The input:
=======

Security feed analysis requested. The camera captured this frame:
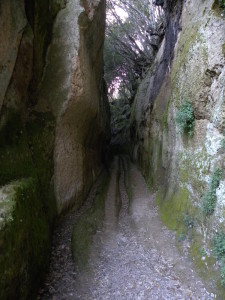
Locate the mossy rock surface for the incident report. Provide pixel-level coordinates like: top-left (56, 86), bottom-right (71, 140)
top-left (0, 111), bottom-right (56, 299)
top-left (0, 181), bottom-right (24, 230)
top-left (0, 110), bottom-right (56, 213)
top-left (0, 178), bottom-right (52, 300)
top-left (156, 186), bottom-right (225, 296)
top-left (156, 187), bottom-right (197, 234)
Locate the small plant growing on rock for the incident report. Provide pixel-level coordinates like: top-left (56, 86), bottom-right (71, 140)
top-left (213, 231), bottom-right (225, 259)
top-left (183, 214), bottom-right (195, 229)
top-left (177, 233), bottom-right (186, 242)
top-left (221, 264), bottom-right (225, 287)
top-left (201, 168), bottom-right (222, 216)
top-left (176, 101), bottom-right (195, 136)
top-left (213, 231), bottom-right (225, 286)
top-left (200, 247), bottom-right (207, 257)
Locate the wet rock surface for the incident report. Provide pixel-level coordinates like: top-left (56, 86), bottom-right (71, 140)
top-left (38, 157), bottom-right (213, 299)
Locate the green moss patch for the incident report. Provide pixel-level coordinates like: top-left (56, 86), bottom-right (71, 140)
top-left (0, 178), bottom-right (52, 300)
top-left (156, 188), bottom-right (198, 236)
top-left (156, 186), bottom-right (224, 295)
top-left (0, 181), bottom-right (24, 230)
top-left (201, 168), bottom-right (222, 216)
top-left (189, 233), bottom-right (220, 291)
top-left (213, 231), bottom-right (225, 287)
top-left (178, 148), bottom-right (210, 193)
top-left (72, 174), bottom-right (110, 268)
top-left (0, 110), bottom-right (56, 213)
top-left (0, 111), bottom-right (56, 299)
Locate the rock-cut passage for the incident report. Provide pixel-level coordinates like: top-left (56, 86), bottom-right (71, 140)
top-left (38, 156), bottom-right (214, 299)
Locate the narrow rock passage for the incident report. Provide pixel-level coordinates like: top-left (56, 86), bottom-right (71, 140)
top-left (38, 156), bottom-right (212, 299)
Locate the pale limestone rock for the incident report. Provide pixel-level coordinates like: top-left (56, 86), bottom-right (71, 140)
top-left (1, 0), bottom-right (109, 213)
top-left (38, 0), bottom-right (109, 213)
top-left (131, 0), bottom-right (225, 232)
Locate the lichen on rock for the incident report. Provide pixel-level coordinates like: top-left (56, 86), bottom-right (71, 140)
top-left (130, 0), bottom-right (225, 293)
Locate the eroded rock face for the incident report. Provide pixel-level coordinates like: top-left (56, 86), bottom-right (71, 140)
top-left (35, 0), bottom-right (110, 213)
top-left (0, 0), bottom-right (109, 298)
top-left (131, 0), bottom-right (225, 293)
top-left (55, 0), bottom-right (110, 212)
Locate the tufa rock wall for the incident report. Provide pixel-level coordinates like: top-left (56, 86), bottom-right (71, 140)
top-left (131, 0), bottom-right (225, 292)
top-left (0, 0), bottom-right (109, 298)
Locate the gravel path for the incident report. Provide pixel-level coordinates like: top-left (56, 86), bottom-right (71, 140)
top-left (38, 156), bottom-right (213, 299)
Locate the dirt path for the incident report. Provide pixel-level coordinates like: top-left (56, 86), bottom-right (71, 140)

=======

Exercise prompt: Give the records above again in full and exactly, but exclude every picture.

Expected answer:
Security feed analysis requested. The camera captured this frame:
Locate the mossy rock surface for the incident report. Provide pixel-level coordinates like: top-left (56, 86), bottom-right (71, 140)
top-left (0, 111), bottom-right (56, 299)
top-left (0, 181), bottom-right (24, 230)
top-left (0, 110), bottom-right (56, 213)
top-left (0, 178), bottom-right (52, 300)
top-left (156, 186), bottom-right (225, 296)
top-left (156, 187), bottom-right (197, 234)
Locate the small plant growing on rock for the incident report. Provide pixel-level coordinates like: top-left (56, 86), bottom-right (71, 140)
top-left (213, 231), bottom-right (225, 259)
top-left (183, 214), bottom-right (195, 229)
top-left (177, 233), bottom-right (186, 242)
top-left (221, 264), bottom-right (225, 287)
top-left (201, 168), bottom-right (222, 216)
top-left (176, 101), bottom-right (195, 136)
top-left (213, 231), bottom-right (225, 286)
top-left (200, 247), bottom-right (207, 257)
Locate the wet rock surface for the incident report. Provide pixel-level coordinates like: top-left (56, 86), bottom-right (71, 140)
top-left (38, 157), bottom-right (213, 299)
Locate the green moss patch for the incident report. Provide pixel-level coordinates like: top-left (56, 86), bottom-right (71, 140)
top-left (0, 178), bottom-right (52, 300)
top-left (156, 188), bottom-right (198, 236)
top-left (156, 186), bottom-right (224, 295)
top-left (0, 181), bottom-right (24, 230)
top-left (201, 168), bottom-right (222, 216)
top-left (189, 233), bottom-right (220, 291)
top-left (213, 231), bottom-right (225, 287)
top-left (178, 148), bottom-right (210, 193)
top-left (72, 174), bottom-right (110, 268)
top-left (0, 110), bottom-right (56, 213)
top-left (0, 111), bottom-right (56, 299)
Locate the rock-cut passage for the incident report. Provide pixel-level coordinates like: top-left (56, 86), bottom-right (71, 140)
top-left (38, 156), bottom-right (214, 299)
Locate the narrow rock passage for the incident report. Provide pixel-level coordinates like: top-left (56, 86), bottom-right (71, 140)
top-left (38, 156), bottom-right (212, 299)
Locate the pale limestone rock for the incident report. Provide pixel-level coordinates like: top-left (56, 86), bottom-right (71, 140)
top-left (1, 0), bottom-right (109, 213)
top-left (38, 0), bottom-right (109, 213)
top-left (131, 0), bottom-right (225, 232)
Locate the lichen on rock for the incident report. Provide pixel-level coordinates like: top-left (56, 86), bottom-right (71, 140)
top-left (130, 0), bottom-right (225, 293)
Locate the eroded rock face for the incident report. Provide pixel-level coordinates like: top-left (56, 86), bottom-right (71, 140)
top-left (35, 0), bottom-right (110, 213)
top-left (0, 0), bottom-right (109, 298)
top-left (131, 0), bottom-right (225, 293)
top-left (55, 0), bottom-right (110, 212)
Locate the tufa rock wall for the incident report. Provide pixel-level coordinates like: top-left (56, 86), bottom-right (71, 140)
top-left (131, 0), bottom-right (225, 292)
top-left (0, 0), bottom-right (109, 298)
Locate the gravel path for the incident report. Provide pixel-level coordinates like: top-left (56, 86), bottom-right (71, 140)
top-left (38, 156), bottom-right (213, 299)
Locate the dirt path for the incident report. Provide pixel-level coordinates like: top-left (56, 86), bottom-right (71, 140)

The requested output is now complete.